[What is expected] Everything from the line containing "of the penalty" to the last line of the records must be returned verbatim; nothing else belongs in the output.

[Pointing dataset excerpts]
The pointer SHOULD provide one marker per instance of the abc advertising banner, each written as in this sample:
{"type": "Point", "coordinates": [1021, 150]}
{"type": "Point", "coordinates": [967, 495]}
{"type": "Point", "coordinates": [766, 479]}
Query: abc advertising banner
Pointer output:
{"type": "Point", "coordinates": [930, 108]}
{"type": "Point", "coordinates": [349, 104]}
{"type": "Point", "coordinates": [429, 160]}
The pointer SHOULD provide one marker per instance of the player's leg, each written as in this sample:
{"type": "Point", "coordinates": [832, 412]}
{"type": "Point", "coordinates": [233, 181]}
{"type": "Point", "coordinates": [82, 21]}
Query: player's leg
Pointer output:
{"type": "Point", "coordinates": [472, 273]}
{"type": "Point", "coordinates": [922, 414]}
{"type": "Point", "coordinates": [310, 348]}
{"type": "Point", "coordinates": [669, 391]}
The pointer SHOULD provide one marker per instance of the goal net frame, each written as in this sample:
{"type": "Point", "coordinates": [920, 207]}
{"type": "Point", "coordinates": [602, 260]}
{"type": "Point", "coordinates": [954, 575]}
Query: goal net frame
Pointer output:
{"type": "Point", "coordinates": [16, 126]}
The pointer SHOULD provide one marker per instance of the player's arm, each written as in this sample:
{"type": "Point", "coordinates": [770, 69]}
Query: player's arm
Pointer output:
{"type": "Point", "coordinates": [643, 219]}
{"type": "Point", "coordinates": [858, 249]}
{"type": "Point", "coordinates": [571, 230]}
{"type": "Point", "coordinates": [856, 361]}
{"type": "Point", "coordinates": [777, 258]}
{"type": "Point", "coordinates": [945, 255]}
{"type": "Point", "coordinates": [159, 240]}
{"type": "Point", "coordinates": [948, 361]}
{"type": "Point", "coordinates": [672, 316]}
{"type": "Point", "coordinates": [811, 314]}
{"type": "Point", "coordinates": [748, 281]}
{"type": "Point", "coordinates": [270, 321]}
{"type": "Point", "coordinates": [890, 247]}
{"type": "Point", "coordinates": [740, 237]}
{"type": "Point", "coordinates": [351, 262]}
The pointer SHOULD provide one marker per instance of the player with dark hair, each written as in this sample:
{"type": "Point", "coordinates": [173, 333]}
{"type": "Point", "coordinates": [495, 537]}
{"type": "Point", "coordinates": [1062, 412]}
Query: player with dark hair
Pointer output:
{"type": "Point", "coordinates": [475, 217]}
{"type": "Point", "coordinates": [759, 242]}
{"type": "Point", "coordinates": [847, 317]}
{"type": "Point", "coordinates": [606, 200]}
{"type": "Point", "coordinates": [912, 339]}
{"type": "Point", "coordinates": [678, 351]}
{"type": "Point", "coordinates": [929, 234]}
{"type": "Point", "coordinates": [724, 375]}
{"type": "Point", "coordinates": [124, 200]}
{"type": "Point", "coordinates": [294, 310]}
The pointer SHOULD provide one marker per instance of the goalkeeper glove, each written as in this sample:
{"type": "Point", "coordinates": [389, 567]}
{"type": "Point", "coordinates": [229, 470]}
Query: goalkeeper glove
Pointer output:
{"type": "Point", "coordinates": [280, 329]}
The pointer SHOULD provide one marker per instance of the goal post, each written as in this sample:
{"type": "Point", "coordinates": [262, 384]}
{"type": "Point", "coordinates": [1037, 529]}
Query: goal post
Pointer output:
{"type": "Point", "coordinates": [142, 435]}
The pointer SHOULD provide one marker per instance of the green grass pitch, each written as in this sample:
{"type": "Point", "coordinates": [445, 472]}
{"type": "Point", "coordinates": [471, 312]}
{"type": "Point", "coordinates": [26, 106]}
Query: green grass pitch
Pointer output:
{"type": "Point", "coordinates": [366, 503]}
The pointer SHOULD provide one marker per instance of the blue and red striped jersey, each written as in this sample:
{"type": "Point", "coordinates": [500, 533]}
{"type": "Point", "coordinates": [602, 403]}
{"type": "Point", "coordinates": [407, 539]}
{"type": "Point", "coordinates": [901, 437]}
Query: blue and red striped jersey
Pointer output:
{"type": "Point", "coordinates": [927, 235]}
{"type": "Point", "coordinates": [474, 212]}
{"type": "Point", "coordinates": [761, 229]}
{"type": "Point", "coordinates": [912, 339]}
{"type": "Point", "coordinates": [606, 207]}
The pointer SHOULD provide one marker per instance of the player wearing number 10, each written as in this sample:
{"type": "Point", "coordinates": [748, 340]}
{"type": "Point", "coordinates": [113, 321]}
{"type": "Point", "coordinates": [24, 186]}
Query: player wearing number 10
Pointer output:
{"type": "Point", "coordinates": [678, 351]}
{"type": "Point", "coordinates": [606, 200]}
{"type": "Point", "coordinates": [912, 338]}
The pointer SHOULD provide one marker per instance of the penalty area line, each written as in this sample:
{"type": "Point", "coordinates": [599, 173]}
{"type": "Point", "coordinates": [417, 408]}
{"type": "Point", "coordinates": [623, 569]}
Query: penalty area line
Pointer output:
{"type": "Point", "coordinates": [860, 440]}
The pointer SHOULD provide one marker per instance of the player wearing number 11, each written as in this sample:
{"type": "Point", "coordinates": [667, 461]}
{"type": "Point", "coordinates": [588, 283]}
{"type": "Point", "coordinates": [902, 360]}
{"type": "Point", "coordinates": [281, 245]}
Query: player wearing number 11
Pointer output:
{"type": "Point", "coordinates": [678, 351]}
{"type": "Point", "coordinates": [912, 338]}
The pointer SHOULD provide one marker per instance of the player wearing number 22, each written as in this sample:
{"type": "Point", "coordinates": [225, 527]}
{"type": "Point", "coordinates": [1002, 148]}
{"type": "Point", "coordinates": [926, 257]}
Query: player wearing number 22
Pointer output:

[Complete response]
The pointer SHOULD provide one marker per instance of the penalty area line, each written as in this sample:
{"type": "Point", "coordinates": [599, 173]}
{"type": "Point", "coordinates": [417, 408]}
{"type": "Point", "coordinates": [623, 569]}
Query: penalty area line
Pointer output:
{"type": "Point", "coordinates": [860, 440]}
The pointer SHOULD provide one marker per instance of the player wearing number 11, each written as in this sample:
{"type": "Point", "coordinates": [667, 461]}
{"type": "Point", "coordinates": [588, 283]}
{"type": "Point", "coordinates": [902, 360]}
{"type": "Point", "coordinates": [281, 245]}
Query: player wearing number 11
Pointer output:
{"type": "Point", "coordinates": [678, 351]}
{"type": "Point", "coordinates": [912, 338]}
The pointer SHOULD provide one marker per instance of the player wearing number 22, each written as in this sample:
{"type": "Point", "coordinates": [225, 527]}
{"type": "Point", "coordinates": [1002, 148]}
{"type": "Point", "coordinates": [926, 257]}
Query: player wearing number 22
Pointer output:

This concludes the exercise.